Task goal:
Repeat exactly, and only, the lines from the one holding "Exercise. Label the rear" through the last line of the records below.

Given records:

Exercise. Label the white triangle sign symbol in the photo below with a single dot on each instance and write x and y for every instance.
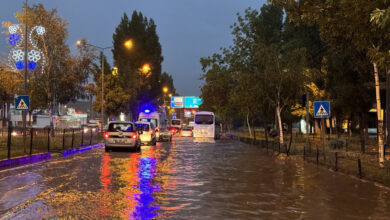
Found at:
(322, 112)
(22, 105)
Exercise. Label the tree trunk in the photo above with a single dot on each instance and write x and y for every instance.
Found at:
(266, 132)
(362, 136)
(380, 119)
(280, 126)
(249, 126)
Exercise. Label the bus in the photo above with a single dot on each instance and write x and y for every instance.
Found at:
(159, 120)
(206, 125)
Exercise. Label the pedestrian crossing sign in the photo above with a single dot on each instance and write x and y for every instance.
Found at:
(22, 102)
(322, 109)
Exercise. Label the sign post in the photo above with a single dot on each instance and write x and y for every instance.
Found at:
(322, 110)
(22, 102)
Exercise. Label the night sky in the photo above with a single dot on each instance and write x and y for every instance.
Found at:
(188, 30)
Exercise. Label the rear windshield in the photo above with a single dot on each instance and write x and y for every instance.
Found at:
(204, 119)
(151, 120)
(175, 122)
(124, 127)
(144, 127)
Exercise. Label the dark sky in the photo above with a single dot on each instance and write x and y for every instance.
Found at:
(188, 30)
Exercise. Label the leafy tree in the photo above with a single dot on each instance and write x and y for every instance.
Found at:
(115, 97)
(343, 26)
(143, 87)
(63, 78)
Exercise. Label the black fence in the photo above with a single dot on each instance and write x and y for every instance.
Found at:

The completed task:
Exercise. Label the rear windshield in the photo above with a single dot on each instance and write x and y for every instance.
Found at:
(204, 119)
(151, 120)
(175, 122)
(124, 127)
(144, 127)
Exercise. Label the dark sky in the photo above with a single dot on each instance and write x and y for every instance.
Found at:
(188, 30)
Exercise. Label the leafy tree in the photo above with a single dot on each instance and write x and y for every instance.
Found at:
(115, 97)
(343, 26)
(143, 87)
(63, 78)
Exercise. Label the black fence in the photo above with a single dot on each instance and write x and y for every instance.
Found at:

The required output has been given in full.